Examples of verification fabrics include AATCC Blue Wool Lightfastness Standards for Test Methods 16.1, 16.2, and 16.3, Colourfastness to Light; Chlorine Test Control Fabric for Test Method 162, Colourfastness to Water: Chlorinated Pool; and The Nylon Sleeve for Test Method 129, Colourfastness to Ozone in the Atmosphere under High Humidities.
One “right” answer does not necessarily make a lab, or even that technician, proficient. And, one “wrong” answer does not mean one shouldn’t use the lab. With regular use of proficiency programmes and verification fabrics, a lab is alert to potential problems before they affect customers’ results. Proficiency programmes and verification fabrics are not used in isolation. Calibration of apparatus and training of staff are also part of the equation.
One may only need basic testing, but it never hurts to know if a lab has a particular focus or offers unusual services.
General Testing Labs
Many labs can perform a wide variety of textile testing. In fact, some labs do a great deal more than textile testing. Textiles are often grouped with other “consumer products” such as toys or furniture. This can be a benefit if one requires testing normally associated with these areas. It can also mean that the lab has little or no dedicated space or personnel for textile testing.
One can make sure that the testing he needs is not an afterthought in a lab primarily focused on unrelated testing. Aside from consumer products, textile testing can overlap a variety of other areas. If one needs chemical analysis, electronics testing, or other work outside the scope of traditional textile testing methods, he must be sure that the lab can address these needs.
In some cases, a lab that does not have the facilities or expertise to perform a specific test can subcontract the work to another lab. This can be more convenient than sending samples to multiple labs oneself, but it is helpful to know which tests will be subcontracted. Those tests may take longer or cost more than tests performed at the primary testing lab. Results may be reported in an unfamiliar format and staff at the primary lab may not be able to answer all relevant questions about a subcontracted test.

DATASET CONTENT

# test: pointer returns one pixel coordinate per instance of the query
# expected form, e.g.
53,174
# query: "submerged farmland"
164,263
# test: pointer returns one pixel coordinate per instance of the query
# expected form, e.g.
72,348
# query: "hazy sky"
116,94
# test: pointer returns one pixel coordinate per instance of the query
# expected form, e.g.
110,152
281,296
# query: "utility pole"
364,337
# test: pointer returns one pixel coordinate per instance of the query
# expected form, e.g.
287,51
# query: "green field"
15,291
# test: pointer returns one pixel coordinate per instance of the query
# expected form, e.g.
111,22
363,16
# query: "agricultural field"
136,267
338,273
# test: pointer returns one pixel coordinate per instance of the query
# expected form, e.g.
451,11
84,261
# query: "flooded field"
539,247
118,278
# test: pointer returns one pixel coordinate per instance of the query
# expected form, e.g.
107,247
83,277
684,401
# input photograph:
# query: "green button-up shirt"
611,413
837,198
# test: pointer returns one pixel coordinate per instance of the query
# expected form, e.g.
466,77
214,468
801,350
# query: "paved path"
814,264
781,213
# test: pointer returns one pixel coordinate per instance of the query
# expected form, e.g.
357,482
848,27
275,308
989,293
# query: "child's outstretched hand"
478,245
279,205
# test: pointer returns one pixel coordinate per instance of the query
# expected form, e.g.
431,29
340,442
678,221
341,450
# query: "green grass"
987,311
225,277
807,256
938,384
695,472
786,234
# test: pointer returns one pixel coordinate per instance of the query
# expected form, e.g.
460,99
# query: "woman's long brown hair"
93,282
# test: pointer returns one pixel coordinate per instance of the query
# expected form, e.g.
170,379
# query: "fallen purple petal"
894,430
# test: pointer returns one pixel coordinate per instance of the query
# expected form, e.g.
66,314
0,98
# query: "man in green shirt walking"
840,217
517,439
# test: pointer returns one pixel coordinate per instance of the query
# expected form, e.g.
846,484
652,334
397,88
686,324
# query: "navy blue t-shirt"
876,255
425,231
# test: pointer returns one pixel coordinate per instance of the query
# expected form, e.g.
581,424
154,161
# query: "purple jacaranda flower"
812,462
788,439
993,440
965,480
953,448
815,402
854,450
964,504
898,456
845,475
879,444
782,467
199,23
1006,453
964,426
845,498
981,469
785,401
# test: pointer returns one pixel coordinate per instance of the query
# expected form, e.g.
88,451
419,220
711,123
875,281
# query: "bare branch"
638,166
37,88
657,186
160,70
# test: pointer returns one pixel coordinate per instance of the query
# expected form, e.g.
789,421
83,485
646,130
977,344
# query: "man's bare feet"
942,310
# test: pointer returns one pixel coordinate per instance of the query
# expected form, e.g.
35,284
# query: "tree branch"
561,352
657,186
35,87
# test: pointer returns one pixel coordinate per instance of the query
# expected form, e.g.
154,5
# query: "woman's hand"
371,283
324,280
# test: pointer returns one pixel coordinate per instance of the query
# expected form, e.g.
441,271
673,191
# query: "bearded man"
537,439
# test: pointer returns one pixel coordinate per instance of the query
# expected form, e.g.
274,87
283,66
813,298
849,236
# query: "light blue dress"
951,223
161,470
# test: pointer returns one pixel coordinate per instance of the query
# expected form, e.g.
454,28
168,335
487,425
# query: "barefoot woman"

PROBLEM SET
**a.** According to the passage on textile testing labs, which verification fabric goes with Test Method 129?
**b.** Using the passage on textile testing labs, explain why it helps to know which tests a lab will subcontract.

SOLUTION SET
**a.** The Nylon Sleeve.

**b.** Subcontracted tests may take longer or cost more than tests the primary lab performs itself. Their results may also come in an unfamiliar format, and staff at the primary lab may not be able to answer all relevant questions about them.